> _What the task requires_: Every entry must be given again exactly.

> _Stored rows_:
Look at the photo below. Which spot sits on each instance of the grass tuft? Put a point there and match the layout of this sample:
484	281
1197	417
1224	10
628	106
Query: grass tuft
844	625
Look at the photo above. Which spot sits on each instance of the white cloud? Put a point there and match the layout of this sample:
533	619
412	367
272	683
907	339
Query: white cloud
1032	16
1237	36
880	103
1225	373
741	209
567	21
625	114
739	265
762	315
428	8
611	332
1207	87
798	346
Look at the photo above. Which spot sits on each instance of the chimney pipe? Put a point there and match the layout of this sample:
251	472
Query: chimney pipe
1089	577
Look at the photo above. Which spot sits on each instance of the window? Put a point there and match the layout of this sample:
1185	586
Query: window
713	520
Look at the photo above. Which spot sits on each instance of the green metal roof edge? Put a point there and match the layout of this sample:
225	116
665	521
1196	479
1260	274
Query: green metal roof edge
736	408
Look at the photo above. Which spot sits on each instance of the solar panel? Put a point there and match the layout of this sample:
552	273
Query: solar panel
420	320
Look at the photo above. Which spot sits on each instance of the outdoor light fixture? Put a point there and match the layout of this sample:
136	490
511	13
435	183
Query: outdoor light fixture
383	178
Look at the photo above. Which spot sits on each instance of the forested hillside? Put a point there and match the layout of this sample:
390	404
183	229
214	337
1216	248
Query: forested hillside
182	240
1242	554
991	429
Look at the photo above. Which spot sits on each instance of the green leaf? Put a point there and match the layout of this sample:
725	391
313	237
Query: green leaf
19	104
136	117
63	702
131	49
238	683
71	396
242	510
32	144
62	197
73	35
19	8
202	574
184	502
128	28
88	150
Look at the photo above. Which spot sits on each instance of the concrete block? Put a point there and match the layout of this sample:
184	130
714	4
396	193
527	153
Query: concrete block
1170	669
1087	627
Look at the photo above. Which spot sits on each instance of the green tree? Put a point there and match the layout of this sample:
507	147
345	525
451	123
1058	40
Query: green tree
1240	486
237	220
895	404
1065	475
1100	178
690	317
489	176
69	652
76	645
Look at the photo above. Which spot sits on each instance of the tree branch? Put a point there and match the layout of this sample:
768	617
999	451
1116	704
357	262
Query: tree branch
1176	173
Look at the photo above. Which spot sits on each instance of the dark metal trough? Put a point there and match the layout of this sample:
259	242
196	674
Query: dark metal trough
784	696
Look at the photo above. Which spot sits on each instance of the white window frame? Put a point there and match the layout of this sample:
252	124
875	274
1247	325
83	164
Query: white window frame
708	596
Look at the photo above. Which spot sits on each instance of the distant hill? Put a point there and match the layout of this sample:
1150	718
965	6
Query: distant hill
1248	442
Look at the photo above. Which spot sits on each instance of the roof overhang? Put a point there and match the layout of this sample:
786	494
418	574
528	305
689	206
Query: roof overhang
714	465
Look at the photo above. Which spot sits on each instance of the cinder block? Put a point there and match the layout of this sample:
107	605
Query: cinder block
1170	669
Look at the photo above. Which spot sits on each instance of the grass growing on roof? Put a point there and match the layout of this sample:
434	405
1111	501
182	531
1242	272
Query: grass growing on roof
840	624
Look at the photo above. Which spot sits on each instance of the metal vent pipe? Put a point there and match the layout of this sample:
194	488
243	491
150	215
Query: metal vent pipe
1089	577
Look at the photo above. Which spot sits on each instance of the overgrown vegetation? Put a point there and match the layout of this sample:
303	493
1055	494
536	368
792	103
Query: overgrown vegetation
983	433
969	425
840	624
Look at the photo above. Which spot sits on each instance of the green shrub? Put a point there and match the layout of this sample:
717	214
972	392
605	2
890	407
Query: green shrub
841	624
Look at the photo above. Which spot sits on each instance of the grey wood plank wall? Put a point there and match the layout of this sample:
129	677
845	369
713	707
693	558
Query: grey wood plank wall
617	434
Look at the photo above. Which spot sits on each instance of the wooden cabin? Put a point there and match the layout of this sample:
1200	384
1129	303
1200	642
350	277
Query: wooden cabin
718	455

> _Exercise response_:
Look at the photo below. Which spot sits on each instance of the grass tuft? Put a point there and match the layout of this sample:
484	281
1197	417
1224	10
628	106
Query: grass tuft
844	625
Look at the photo above. Which spot sits on each instance of the white cloud? Put a point there and match the layout of this sample:
533	619
412	367
272	683
907	339
Query: white cloud
1032	16
1237	36
880	103
1225	373
741	209
567	21
625	114
739	265
762	315
428	8
611	332
1207	87
798	346
Look at the photo above. Which spot sits on each instance of the chimney pipe? Put a point there and match the layout of this sample:
251	472
Query: chimney pipe
1089	577
Look at the photo above. Which spot sits on each instance of the window? Put a point there and match the layout of this sample:
1185	586
Query: window
713	520
Look at the photo above. Which spot sits on each instance of the green metal roof edge? Put a point there and match the layout of this sample:
225	116
665	521
1196	479
1260	274
Query: green metal roof edge
736	408
Look at the photo above. Which spot sits on each instance of the solar panel? Put a point there and match the layout of this sample:
552	273
Query: solar panel
420	320
Look at the photo above. Which spot sits on each instance of the outdoor light fixture? Put a point there and match the layout of this sample:
136	490
511	13
435	183
Query: outdoor light fixture
383	178
Look at the photo above. Which spot sits on each instance of the forested hillside? Put a point there and match the layout of this sample:
390	404
183	229
214	337
1216	248
Query: forested hillside
182	240
1242	554
991	429
Look at the photo above. Which spot sits on each instance of the green leaf? Put a point there and match the layout of this sample:
725	391
313	237
Query: green leaf
19	104
136	117
63	702
131	49
238	683
71	396
242	510
32	144
62	197
73	35
19	8
202	574
184	502
128	28
88	150
Look at the photo above. Which spot sits on each instance of the concrete block? Put a point there and match the layout of this sample:
184	130
714	4
396	193
527	153
Query: concrete block
1170	669
1087	627
Look at the photo above. Which spot sits on each instance of the green tree? Put a point there and match the layout of this sample:
507	147
345	525
451	123
1058	40
Query: green tree
1240	486
237	220
895	404
1065	475
1100	178
690	317
489	176
69	652
76	645
Look at the photo above. Which spot sits on each instance of the tree branch? Put a point there and match the layout of this sample:
768	617
999	451
1116	704
357	262
Query: tree branch
1176	173
Look at the photo above. Which spot sits on each instance of the dark metal trough? Put a point there and match the layout of this sample:
259	242
196	674
Query: dark metal trough
784	696
Look at the photo above. Which spot sits on each instance of the white window frame? Put a point there and match the layout of this sample:
252	124
875	274
1247	325
83	164
Query: white window frame
708	596
Look at the photo above. Which spot sits on each instance of the distant hill? Put a point there and match the layout of this sample:
1150	718
965	6
Query: distant hill
1248	442
Look at the photo above. Which spot sits on each instance of the roof overhang? Put a point there and match the layout of this sample:
786	494
418	574
528	305
689	206
Query: roof overhang
714	465
Look at the photo above. Which spot sits on each instance of the cinder block? Put a point there and match the layout of this sample:
107	605
Query: cinder block
1170	669
Look at the photo above. Which spot sits on each instance of the grass growing on roof? Put a point there and match the layout of this sample:
434	405
1111	501
182	531
1242	272
Query: grass growing on roof
840	624
Look at the photo above. Which spot sits on each instance of the metal vent pipe? Put a point there and match the layout of this sample:
194	488
243	491
150	215
Query: metal vent pipe
1089	577
Look at the photo above. Which spot sits on each instance of the overgrown vegetation? Put a point there and match the layout of this sample:
303	493
1055	494
536	368
792	103
Query: overgrown vegetation
983	433
969	425
840	624
Look at the photo above. Which spot sits on each instance of the green shrub? Put a point there and match the layout of this sample:
717	214
972	392
605	2
890	407
Query: green shrub
841	624
Look at the photo above. Which spot sits on each instance of the grey wood plank wall? Put a point there and match the layout of this sample:
129	677
845	369
713	707
693	558
Query: grey wood plank wall
617	434
Look at the photo above. Which spot sits on each instance of the wooden cabin? Put a point there and match the layout of this sample:
1200	384
1129	303
1200	642
350	277
Query: wooden cabin
718	455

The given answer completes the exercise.